* Set task *
Every line from the line containing "the saddle in" through the final line below is to be repeated exactly; no other line is.

::: Extracted material :::

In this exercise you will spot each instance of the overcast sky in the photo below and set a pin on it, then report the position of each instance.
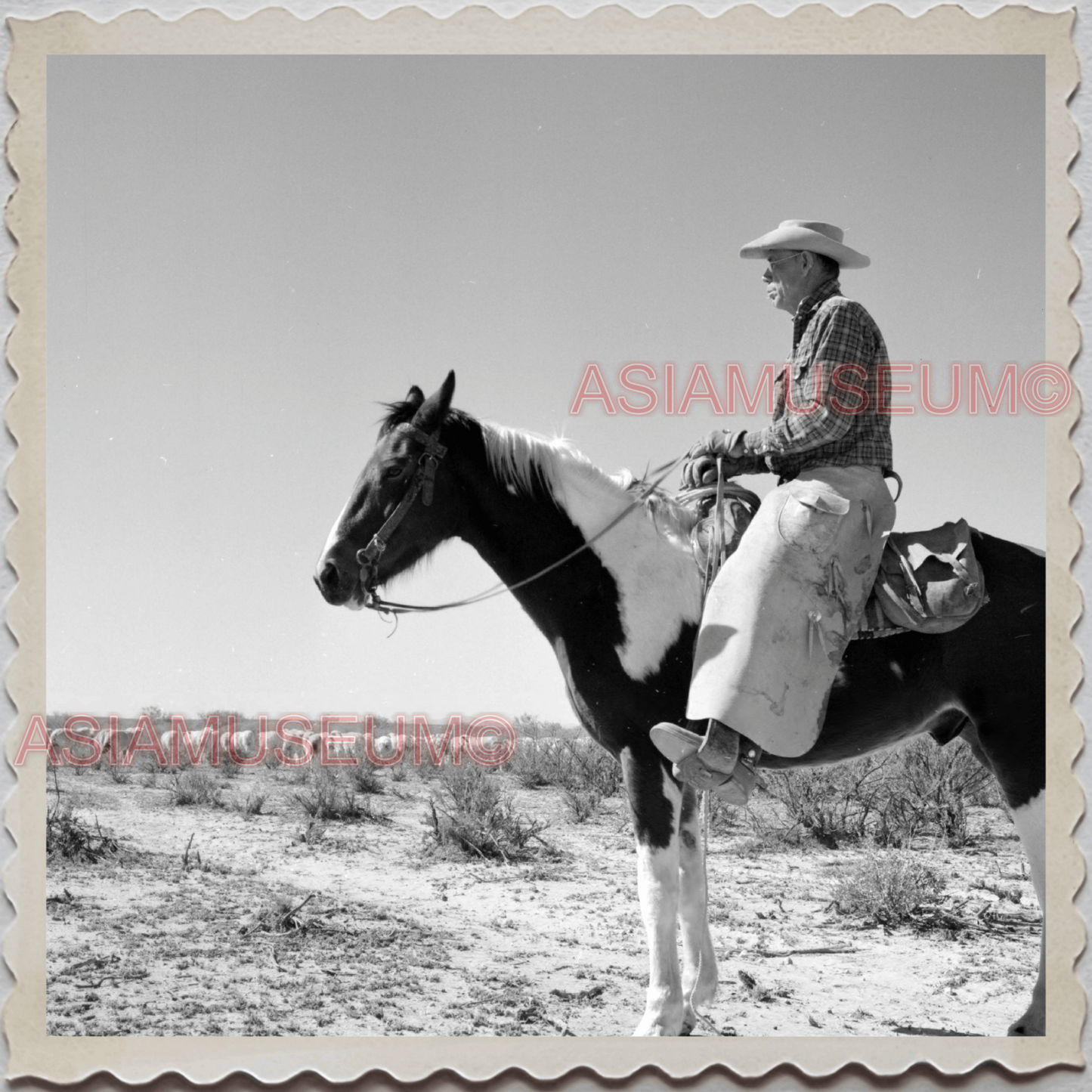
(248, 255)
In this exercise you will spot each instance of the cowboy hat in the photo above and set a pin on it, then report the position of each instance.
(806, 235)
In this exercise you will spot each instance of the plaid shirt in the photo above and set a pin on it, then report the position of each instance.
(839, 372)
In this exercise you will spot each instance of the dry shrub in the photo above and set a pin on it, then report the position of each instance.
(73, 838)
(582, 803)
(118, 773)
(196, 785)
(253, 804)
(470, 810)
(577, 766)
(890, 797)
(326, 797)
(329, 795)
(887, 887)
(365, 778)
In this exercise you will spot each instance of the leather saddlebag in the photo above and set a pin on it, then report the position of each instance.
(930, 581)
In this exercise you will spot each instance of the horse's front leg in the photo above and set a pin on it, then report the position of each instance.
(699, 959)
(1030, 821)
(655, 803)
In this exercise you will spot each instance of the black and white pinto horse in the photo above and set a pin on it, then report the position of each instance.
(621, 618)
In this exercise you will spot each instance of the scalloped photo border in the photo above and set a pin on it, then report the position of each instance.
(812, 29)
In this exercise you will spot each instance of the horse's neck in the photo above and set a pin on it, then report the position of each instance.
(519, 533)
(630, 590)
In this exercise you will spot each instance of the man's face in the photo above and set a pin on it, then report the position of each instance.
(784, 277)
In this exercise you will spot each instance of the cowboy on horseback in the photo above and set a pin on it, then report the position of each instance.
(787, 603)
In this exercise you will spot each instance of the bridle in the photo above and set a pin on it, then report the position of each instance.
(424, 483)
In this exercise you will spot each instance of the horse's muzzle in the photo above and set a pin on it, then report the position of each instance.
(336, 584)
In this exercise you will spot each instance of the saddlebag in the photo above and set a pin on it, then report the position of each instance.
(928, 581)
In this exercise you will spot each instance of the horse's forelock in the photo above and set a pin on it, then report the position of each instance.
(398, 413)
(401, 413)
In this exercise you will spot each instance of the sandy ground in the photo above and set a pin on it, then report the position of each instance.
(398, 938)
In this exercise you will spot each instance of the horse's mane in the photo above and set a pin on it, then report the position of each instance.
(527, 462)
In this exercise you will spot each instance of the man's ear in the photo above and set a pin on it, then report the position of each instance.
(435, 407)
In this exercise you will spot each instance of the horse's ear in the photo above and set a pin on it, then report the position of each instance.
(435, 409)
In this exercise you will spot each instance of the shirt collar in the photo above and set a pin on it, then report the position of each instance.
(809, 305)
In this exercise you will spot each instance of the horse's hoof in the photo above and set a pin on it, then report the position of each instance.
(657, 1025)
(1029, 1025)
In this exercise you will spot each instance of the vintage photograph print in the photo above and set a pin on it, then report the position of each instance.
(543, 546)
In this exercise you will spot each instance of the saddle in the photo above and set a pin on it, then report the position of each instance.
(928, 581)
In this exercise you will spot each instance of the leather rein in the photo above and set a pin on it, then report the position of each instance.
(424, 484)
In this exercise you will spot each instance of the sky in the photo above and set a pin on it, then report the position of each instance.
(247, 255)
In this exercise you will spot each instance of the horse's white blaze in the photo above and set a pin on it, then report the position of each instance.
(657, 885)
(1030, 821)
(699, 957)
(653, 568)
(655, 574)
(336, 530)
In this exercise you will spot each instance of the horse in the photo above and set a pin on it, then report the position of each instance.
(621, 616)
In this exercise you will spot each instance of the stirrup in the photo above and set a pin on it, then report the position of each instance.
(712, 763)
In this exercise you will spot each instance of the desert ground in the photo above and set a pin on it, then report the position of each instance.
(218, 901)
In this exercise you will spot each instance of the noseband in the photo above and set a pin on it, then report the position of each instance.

:::

* Full output *
In this exercise you will spot each instance of the saddle in the photo above and set a pin on it, then report the position of each instance.
(928, 581)
In this exercise you will spot each instance of the leather rein in the photo above and set a pin on it, then report the position of each instance.
(424, 484)
In this exercise you will spot each instance of the sky in the photo above and set a pin on it, then report the position of each instance.
(247, 255)
In this exercise you will spot each instance of the horse's white blaze in the photo above and set a pin on it, then report the position of each instance.
(657, 885)
(1030, 821)
(699, 957)
(653, 568)
(655, 574)
(336, 530)
In this exercise you will spot each instance of the horse in the photo above and set a pin on it, then report the position of each instance.
(621, 616)
In this exercise you will spot each instance of the stirrup in the photo above and set a pin on it, then report the position of each instance.
(712, 763)
In this exercise you will spot each instance of the desert ground in the photo above and set a pin on it, then report the position of each instance.
(218, 901)
In this exercise you will spot each instance of the noseband in the photo above and set a pin on it, then report the position of each instance.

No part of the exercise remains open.